EXERCISE REQUIREMENTS: Each line of the listing must be transcribed exactly, except for the images, which should be excluded.

INPUT MATERIAL:
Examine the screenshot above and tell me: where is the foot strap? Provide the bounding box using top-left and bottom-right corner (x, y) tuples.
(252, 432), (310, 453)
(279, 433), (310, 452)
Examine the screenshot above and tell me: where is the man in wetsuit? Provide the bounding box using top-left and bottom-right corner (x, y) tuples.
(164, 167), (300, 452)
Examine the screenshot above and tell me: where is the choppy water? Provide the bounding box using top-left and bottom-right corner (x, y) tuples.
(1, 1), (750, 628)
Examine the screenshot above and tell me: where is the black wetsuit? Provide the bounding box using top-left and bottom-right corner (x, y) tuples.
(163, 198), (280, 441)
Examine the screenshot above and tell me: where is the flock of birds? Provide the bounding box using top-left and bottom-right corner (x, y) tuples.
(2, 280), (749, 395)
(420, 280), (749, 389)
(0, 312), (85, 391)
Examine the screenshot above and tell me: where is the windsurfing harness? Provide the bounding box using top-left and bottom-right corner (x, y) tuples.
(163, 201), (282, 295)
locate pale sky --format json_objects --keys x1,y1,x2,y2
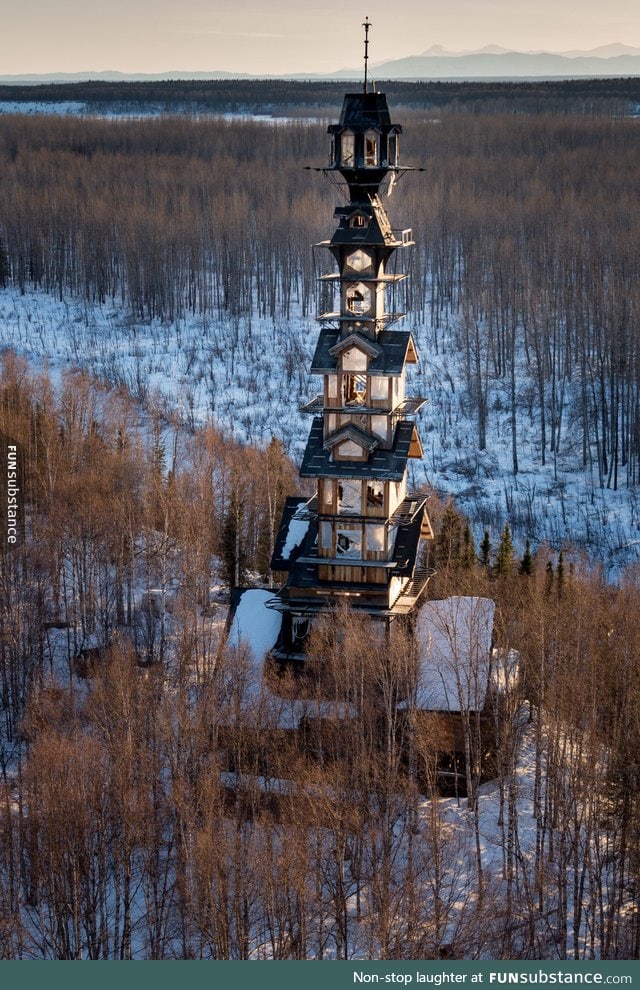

EXERCISE RESULT:
Examine the screenshot above and tell me: where is the foot strap? Provide the bounding box using top-left and bottom-right corner (x, y) tuples.
(252, 432), (310, 453)
(279, 433), (310, 452)
Examine the screenshot above and tell me: where is the man in wetsuit? Provide the bounding box using top-left and bottom-right corner (x, y) tuples.
(164, 167), (300, 452)
Examine the screenshot above and tell me: where is the choppy water? Provide the bounding box using top-left and bottom-right corner (x, y) tuples.
(1, 1), (750, 628)
Examine the screenshot above and tell me: where is the black wetsuit? Provide the bounding box using top-left and bottom-right corner (x, y) tuples.
(163, 198), (280, 441)
Examine the screenshot above and tell me: where is the flock of birds? Provide the bounding box using top-left and bottom-right corner (x, y) tuples.
(2, 280), (749, 395)
(420, 280), (749, 389)
(0, 312), (85, 391)
Examine the screenshot above and tell me: where is the windsurfing harness? Provide the bounding box using top-left and bottom-right corner (x, y) tuples.
(163, 201), (282, 295)
locate pale sky --format json_objects --keys x1,y1,x2,y2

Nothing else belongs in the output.